Set exercise A:
Answer these questions using the SQLite database population thread below:
(i) Where could the networked datasource be located?
(ii) What would the 'snapshot' be based on?
(iii) Why can the analysis tools remain unchanged?
Set exercise B:
Please extend the SQLite database population thread below, picking up after its last sentence.

Source text:
Re: [sqlite] Database to SQLite Population

2014-04-05 Thread Andy Goth

On 4/5/2014 12:33 PM, da...@dandymadeproductions.com wrote:

The assumption is that the networked database, datasource, could be on
the local lan or Internet.


So am I to understand that you indeed are concerned (1) that the pipe
could be slow, and (2) that the server may be heavily loaded?  Alright.


The 'snapshot' would not necessarily be everything, but based on a
SELECT statement of a set of the datasource content.


Okay, that's good.


The benefit I see from this local file/memory database is that I have
found some processing of data for analysis occurs over and over to
derive comparison results. By having the data local the user can
perform these analysis without constantly re-querying the production
database.


That makes sense, though there are costs, but you say...


It is assumed that the user knows that data can be stale at any point
beyond the initial load.


Okay, also good that this limitation is known and accepted.


The analysis tools can also remain unchanged since the data is still
coming from a RDBM.


Yes, good point.  This is definitely a massive plus over rolling your
own caching mechanisms.


The only reason the queue was considered is because it is quite
conceivable that a network datasource would be the choke point so a
queue being filled by several threads in process 1 would speed up the
population.


I'm trying to understand your statement because at first glance it seems
contradictory.  You assert the data source may be slow, but the solution
you present is normally used when interfacing with a slow data *sink*.

My best guess is you're considering simultaneously running multiple
source queries simultaneously to better utilize (monopolize, really) the
network, and this design indeed typically needs a queue to serialize its
output so it can be fed to a sink that accepts only one thing at a time.

Pointing records:
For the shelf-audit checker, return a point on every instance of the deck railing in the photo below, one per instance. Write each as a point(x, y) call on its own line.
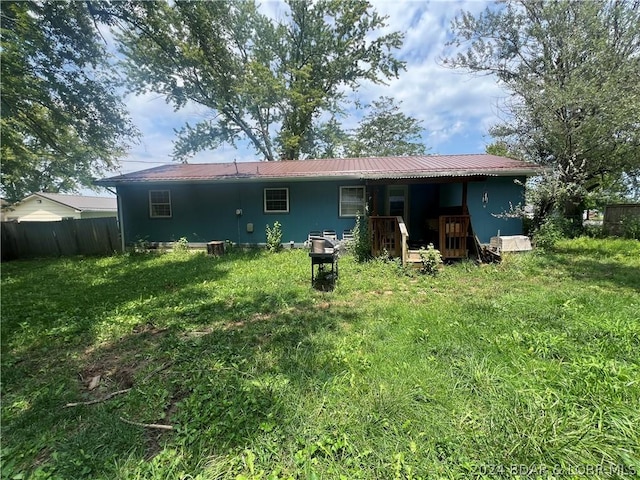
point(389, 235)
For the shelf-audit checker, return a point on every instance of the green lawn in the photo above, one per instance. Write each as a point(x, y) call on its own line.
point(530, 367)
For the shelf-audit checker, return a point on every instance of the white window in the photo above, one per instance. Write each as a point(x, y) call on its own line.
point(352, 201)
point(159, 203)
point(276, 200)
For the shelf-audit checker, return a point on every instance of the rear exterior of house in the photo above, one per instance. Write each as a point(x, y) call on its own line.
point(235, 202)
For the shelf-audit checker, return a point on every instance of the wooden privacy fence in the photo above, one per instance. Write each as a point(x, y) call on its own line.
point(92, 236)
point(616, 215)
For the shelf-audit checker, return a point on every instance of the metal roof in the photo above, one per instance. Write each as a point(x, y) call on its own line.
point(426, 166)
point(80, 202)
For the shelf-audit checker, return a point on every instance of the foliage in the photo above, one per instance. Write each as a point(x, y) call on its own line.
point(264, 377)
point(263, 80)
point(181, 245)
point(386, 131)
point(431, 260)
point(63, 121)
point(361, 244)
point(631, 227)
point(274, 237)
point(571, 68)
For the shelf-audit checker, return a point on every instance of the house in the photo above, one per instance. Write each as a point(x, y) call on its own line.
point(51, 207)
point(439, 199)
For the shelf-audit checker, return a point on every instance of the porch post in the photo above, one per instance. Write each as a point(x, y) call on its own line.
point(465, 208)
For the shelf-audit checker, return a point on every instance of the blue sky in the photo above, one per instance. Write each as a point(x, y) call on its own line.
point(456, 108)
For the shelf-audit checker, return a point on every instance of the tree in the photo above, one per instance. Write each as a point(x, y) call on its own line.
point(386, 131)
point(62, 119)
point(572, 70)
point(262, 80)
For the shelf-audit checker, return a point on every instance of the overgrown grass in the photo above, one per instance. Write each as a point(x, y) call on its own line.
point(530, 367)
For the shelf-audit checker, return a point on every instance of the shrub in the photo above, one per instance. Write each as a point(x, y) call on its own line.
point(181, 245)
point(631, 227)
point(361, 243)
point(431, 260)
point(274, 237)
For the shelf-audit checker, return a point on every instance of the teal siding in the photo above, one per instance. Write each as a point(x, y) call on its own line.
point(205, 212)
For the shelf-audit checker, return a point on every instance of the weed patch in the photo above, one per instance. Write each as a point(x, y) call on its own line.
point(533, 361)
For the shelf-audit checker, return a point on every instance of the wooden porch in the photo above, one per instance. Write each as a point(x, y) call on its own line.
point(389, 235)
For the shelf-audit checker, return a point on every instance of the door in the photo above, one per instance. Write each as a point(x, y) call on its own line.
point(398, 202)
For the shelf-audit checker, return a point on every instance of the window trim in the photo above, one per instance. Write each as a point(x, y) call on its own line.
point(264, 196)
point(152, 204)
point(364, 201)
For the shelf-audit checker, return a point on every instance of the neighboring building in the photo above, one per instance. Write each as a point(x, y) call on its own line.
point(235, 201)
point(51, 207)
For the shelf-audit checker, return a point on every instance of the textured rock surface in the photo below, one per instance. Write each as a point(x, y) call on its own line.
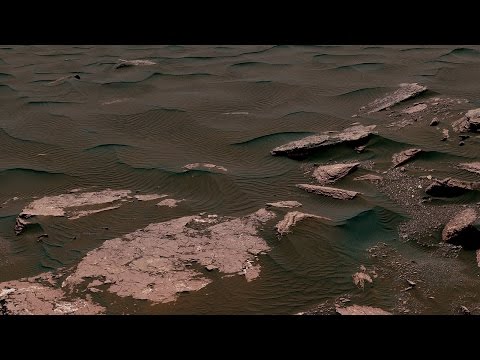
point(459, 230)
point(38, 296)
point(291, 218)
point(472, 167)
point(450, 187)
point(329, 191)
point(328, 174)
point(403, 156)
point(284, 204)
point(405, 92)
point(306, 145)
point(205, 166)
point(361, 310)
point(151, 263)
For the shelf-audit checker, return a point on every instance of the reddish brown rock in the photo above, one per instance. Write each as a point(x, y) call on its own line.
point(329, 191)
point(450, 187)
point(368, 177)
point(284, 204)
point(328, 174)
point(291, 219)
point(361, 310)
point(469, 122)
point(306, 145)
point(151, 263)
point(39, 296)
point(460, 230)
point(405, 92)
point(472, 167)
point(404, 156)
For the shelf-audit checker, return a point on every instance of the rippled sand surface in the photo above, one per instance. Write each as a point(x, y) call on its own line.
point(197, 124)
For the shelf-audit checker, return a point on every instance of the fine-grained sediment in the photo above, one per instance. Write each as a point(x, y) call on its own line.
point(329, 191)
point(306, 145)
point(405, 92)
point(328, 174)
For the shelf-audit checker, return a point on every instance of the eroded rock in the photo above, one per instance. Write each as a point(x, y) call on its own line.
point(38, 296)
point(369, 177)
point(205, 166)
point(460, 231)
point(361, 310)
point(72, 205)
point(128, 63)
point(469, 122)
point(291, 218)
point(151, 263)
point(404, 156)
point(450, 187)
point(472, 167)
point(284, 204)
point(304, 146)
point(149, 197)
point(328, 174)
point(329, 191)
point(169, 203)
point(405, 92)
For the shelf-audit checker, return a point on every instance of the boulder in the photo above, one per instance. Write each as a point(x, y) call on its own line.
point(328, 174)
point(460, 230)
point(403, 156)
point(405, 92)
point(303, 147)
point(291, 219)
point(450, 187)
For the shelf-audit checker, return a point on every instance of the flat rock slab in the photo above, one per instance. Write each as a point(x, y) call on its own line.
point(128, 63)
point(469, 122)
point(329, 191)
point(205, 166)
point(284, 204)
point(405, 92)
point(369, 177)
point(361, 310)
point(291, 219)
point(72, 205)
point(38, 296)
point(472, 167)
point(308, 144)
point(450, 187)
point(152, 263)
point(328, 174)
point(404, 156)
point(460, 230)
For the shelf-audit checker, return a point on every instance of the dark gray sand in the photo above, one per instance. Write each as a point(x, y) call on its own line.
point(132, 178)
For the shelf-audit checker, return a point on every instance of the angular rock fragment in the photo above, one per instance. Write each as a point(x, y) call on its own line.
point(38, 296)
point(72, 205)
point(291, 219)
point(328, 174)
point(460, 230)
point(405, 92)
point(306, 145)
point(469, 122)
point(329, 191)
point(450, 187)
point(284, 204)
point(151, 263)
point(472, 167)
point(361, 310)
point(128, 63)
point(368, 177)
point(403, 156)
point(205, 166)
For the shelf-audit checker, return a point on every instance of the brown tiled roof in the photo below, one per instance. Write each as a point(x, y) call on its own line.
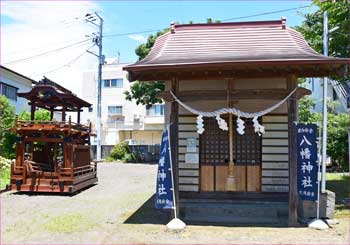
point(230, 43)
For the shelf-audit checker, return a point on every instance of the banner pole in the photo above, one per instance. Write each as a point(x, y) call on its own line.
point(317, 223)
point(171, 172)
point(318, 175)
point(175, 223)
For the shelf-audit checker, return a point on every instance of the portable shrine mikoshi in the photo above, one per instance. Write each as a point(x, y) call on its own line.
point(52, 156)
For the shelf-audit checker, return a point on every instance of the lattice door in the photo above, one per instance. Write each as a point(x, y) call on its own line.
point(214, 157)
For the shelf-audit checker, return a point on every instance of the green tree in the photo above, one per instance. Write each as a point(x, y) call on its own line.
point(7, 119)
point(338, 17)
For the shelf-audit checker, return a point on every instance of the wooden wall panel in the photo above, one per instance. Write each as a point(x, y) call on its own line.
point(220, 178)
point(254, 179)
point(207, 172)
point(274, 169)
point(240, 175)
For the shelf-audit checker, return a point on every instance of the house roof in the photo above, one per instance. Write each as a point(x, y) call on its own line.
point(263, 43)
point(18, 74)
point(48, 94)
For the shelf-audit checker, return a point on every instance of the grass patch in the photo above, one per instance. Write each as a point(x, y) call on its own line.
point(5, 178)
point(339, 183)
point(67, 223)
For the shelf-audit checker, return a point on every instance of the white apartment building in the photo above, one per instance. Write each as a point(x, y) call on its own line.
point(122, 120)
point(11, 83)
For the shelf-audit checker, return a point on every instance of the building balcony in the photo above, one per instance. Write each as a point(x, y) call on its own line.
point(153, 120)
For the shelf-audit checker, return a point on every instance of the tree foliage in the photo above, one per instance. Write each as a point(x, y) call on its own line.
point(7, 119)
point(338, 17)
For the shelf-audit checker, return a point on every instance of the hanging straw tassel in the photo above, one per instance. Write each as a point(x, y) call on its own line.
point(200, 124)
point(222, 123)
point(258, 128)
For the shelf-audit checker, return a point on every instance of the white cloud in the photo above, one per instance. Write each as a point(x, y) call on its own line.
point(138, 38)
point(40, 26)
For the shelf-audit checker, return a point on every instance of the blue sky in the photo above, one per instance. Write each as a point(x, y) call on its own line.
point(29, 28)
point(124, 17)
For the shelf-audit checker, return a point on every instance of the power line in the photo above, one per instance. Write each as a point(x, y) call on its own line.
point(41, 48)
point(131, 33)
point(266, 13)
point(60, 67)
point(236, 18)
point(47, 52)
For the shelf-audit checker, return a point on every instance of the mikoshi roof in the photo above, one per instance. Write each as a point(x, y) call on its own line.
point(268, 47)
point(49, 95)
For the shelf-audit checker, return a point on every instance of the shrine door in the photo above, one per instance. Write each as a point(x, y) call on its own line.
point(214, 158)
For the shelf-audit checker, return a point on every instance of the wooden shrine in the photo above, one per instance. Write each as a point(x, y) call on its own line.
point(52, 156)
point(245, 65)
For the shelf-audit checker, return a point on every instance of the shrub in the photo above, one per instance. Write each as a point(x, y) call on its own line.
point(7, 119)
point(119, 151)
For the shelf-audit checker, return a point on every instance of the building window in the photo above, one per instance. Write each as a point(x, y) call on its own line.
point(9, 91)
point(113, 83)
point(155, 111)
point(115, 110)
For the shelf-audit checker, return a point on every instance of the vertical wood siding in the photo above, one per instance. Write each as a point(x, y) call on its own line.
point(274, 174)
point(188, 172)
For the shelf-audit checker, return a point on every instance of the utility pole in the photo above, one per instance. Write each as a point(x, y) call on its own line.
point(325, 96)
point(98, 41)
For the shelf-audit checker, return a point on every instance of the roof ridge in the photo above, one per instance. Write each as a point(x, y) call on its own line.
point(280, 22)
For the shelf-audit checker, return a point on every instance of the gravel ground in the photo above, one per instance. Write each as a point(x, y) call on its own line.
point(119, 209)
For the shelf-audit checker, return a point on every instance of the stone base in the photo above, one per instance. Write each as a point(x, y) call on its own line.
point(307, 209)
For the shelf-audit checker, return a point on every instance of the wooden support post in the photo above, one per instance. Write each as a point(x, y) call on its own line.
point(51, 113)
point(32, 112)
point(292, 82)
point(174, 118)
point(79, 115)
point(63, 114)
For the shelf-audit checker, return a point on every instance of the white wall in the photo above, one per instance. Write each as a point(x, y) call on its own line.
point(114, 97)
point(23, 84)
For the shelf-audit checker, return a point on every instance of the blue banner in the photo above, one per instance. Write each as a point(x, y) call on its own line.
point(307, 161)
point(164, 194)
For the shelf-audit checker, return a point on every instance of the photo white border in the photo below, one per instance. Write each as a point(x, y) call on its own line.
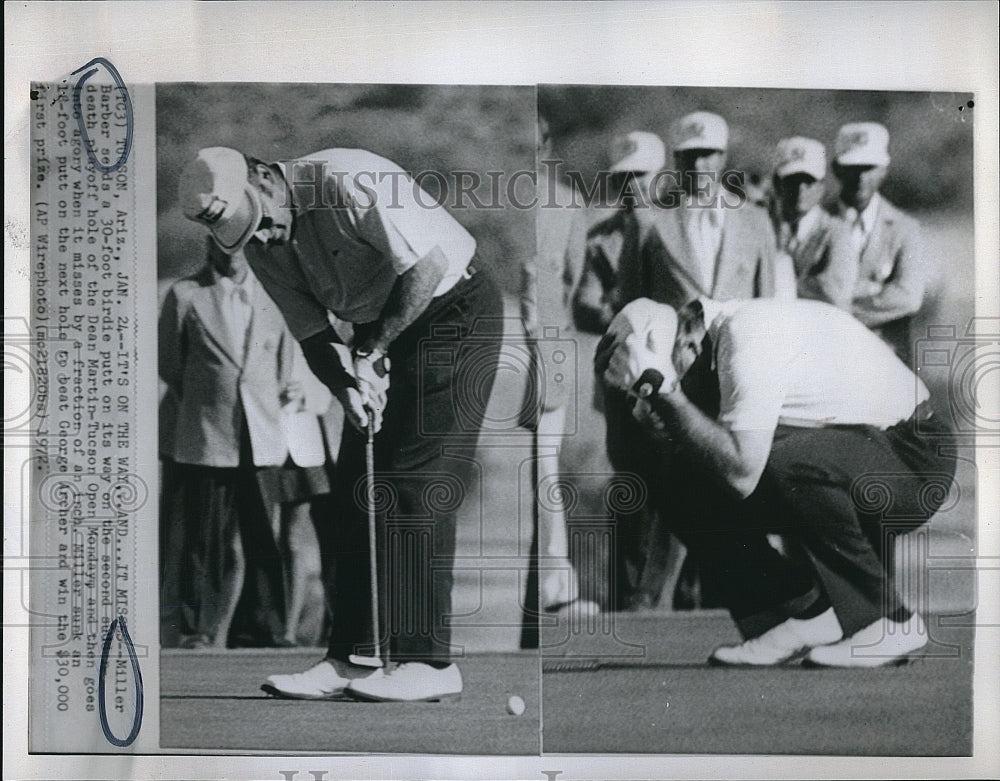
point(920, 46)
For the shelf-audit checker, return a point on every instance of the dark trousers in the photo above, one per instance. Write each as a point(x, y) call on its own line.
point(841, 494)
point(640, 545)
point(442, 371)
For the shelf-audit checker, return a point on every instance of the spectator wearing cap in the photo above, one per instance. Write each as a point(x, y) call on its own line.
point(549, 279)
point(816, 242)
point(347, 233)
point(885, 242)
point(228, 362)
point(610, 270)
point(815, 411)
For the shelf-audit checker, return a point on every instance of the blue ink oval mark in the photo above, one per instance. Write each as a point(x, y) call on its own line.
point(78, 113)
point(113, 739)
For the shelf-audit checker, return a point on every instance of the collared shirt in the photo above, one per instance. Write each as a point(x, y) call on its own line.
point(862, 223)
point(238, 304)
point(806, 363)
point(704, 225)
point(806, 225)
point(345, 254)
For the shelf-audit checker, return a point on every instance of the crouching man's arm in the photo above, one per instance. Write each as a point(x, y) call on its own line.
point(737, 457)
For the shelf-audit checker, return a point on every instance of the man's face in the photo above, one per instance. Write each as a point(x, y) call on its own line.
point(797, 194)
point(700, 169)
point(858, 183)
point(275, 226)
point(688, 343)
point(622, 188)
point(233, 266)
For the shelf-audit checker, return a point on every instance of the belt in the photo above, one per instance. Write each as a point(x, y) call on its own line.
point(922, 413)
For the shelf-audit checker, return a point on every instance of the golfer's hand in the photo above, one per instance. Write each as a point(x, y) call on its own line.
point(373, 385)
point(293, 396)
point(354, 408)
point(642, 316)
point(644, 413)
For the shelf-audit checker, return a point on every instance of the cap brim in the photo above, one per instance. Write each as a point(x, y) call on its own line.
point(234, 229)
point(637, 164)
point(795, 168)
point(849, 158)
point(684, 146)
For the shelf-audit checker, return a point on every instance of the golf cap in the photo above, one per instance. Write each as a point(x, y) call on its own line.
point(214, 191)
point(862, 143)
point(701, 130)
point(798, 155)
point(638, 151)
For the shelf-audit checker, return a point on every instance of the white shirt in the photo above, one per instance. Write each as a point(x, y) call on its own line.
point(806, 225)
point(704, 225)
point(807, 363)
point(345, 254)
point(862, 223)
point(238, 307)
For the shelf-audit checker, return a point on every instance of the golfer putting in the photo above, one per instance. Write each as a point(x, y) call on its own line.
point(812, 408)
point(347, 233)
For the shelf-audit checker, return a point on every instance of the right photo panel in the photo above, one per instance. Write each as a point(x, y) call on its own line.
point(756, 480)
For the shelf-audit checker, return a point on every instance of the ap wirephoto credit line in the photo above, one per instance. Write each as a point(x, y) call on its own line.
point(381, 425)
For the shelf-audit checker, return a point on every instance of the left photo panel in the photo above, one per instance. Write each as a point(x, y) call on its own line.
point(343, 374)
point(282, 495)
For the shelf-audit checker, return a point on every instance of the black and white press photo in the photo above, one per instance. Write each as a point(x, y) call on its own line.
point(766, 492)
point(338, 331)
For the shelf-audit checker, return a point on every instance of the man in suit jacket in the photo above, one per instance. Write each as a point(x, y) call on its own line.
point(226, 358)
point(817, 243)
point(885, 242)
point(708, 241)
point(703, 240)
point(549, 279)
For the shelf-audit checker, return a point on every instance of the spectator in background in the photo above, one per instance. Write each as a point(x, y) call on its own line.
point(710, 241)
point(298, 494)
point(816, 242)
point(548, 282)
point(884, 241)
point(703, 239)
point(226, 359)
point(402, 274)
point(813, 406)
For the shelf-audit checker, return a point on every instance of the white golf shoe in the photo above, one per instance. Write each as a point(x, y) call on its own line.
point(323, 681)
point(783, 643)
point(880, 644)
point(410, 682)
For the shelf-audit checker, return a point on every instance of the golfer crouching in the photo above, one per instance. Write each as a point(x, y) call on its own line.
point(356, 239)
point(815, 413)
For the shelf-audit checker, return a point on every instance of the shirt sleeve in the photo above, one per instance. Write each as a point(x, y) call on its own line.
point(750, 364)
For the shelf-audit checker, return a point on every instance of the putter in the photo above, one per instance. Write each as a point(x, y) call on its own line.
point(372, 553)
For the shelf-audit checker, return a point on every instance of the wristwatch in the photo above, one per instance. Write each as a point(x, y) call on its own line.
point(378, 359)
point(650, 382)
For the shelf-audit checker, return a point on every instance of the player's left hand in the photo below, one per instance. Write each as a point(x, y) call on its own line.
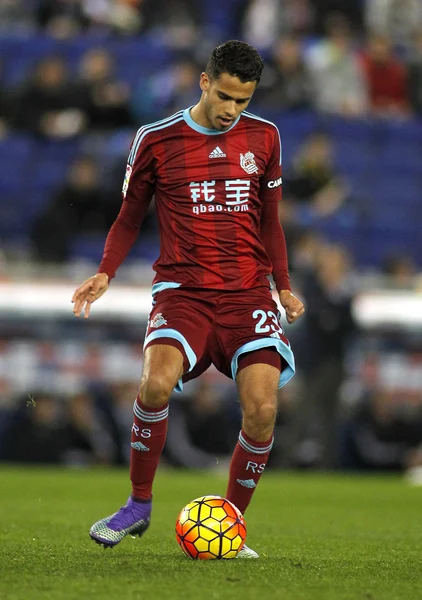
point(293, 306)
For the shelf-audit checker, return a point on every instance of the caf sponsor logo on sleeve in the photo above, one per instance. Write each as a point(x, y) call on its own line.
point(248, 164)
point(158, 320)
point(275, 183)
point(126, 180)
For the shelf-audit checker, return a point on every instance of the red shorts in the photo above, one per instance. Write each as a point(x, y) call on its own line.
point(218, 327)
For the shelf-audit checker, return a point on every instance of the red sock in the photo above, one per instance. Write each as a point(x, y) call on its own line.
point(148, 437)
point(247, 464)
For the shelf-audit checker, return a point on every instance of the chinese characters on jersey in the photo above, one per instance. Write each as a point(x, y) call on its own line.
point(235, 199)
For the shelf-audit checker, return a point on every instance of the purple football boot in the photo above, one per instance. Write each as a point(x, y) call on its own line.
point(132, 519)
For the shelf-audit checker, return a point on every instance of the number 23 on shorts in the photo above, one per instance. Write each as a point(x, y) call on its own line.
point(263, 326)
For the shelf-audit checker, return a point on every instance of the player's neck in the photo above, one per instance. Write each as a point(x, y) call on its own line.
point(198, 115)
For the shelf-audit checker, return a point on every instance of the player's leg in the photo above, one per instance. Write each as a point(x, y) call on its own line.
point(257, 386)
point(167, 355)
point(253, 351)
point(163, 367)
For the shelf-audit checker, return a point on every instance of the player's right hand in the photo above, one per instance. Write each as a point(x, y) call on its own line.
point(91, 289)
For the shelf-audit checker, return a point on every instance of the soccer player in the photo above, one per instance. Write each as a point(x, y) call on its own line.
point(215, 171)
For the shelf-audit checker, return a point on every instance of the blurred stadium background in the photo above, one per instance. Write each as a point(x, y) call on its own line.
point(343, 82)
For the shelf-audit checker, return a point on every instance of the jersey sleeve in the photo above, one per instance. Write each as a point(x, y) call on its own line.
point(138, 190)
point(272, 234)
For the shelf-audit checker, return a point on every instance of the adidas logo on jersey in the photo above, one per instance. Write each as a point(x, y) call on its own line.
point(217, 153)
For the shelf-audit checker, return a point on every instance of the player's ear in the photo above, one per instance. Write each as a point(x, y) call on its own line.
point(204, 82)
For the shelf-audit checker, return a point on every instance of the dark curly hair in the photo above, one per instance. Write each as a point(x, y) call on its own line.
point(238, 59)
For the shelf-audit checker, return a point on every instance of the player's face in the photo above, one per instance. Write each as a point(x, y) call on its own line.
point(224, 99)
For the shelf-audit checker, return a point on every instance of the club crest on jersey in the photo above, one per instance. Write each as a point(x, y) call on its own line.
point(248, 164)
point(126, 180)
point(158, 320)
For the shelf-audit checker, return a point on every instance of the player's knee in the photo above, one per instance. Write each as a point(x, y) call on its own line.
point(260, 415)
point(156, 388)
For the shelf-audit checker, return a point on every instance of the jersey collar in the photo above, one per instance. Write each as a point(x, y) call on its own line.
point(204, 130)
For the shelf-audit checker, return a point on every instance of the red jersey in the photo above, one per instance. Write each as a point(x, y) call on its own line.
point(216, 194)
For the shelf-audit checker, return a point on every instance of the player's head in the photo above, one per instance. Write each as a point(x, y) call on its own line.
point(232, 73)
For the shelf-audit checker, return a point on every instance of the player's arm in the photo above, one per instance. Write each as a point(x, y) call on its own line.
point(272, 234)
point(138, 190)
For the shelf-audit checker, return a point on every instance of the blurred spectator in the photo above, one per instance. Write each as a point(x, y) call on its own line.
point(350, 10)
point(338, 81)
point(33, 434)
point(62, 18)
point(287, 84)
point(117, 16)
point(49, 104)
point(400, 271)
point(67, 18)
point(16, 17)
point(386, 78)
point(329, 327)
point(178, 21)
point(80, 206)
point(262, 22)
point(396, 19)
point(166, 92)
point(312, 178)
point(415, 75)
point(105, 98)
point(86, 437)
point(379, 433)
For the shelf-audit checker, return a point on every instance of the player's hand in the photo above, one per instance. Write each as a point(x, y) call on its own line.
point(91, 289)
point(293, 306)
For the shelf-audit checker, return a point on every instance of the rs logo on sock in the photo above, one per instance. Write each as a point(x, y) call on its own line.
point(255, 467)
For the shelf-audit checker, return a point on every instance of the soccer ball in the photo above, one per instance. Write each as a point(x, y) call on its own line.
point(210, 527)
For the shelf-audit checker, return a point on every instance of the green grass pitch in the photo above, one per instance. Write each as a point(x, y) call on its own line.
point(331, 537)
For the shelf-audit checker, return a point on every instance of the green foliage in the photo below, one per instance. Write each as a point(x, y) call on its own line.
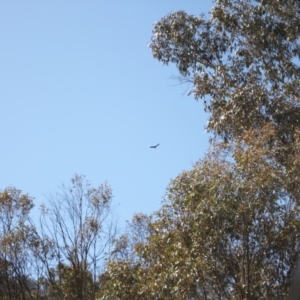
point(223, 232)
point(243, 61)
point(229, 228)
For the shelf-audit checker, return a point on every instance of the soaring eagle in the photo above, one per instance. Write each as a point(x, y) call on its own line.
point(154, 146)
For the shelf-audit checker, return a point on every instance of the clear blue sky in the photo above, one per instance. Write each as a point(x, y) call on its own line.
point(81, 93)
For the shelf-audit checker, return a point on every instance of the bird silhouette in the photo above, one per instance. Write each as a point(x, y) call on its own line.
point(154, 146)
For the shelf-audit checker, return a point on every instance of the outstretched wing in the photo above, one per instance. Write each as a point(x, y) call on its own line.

Reply A:
(i) On the local LAN or the Internet.
(ii) A SELECT statement of a set of the datasource content.
(iii) Because the data is still coming from an RDBM.

Reply B:
I have two answers for you.  Pick whichever you like.  I apologize in
advance for the level of detail in answer #2.  I just want to be clear
so you can make the right decision.  Also I can't help but plug the
Wibble web server (featuring Tcl coroutines) since it's my baby.

Answer 1: Keep it simple.  Have one connection only, and just write
whatever you receive as you get it.  SQLite will not be your bottleneck.
One, it's very fast.  Two, you already say the source is the choke
point.  No need to complicate things.

Answer 2: You really do need to have multiple connections at a time, and
you're willing to have a more complex system to support this approach.

Well, SQLite can be used in a thread-safe manner, and it has a
write-ahead log (WAL) mode (not on by default) which improves the
performance of simultaneous writes.

That doesn't sound so bad, but remember that you're going to have to
write code to manage making lots of nonoverlapping subqueries as well as
handling the various failures that could crop up, going back and redoing
queries.  And you almost certainly will not be able to guarantee
atomicity across all your simultaneous connections, so they could very
well give incoherent data due to real-time changes to the database.

If you still want to proceed, there's more to think about.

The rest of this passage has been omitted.